- _Exercise goal_
Recast the stretch from the line containing "Regarding the light" through the end of the items below as a Markdown table with the columns Row and Item line, leaving out blank lines.
# # # # #
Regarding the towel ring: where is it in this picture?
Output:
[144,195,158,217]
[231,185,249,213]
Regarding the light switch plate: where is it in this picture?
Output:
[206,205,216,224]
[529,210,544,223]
# # # # #
- _Final result_
| Row | Item line |
|---|---|
| 1 | Regarding the light switch plate: where is it in this picture? |
| 2 | Output: |
| 3 | [206,205,216,224] |
| 4 | [529,210,544,223] |